- _TO DO_: Rewrite each of the rows below as a JSON list of strings, with one string for each line and no entries for blank lines.

- _DATASET_:
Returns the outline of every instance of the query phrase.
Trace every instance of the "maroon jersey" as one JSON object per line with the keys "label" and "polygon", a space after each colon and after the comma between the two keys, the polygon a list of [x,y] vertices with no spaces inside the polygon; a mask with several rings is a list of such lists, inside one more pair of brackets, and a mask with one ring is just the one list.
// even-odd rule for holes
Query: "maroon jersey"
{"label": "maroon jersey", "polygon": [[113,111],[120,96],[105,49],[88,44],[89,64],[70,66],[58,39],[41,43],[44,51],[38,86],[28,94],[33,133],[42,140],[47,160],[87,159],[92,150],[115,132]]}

- _EXPECTED OUTPUT_:
[
  "Returns the outline of every instance of the query phrase.",
  "Trace every instance of the \"maroon jersey\" as one JSON object per line with the keys \"label\" and \"polygon\", a space after each colon and after the comma between the two keys, the polygon a list of [x,y] vertices with no spaces inside the polygon; a mask with several rings is a list of such lists, inside one more pair of brackets, and a mask with one ring is just the one list.",
  "// even-odd rule for holes",
  "Query: \"maroon jersey\"",
  "{\"label\": \"maroon jersey\", \"polygon\": [[113,111],[120,96],[105,49],[88,44],[89,64],[70,66],[58,39],[41,43],[44,51],[38,86],[28,94],[33,133],[42,140],[47,160],[87,159],[92,150],[115,132]]}"
]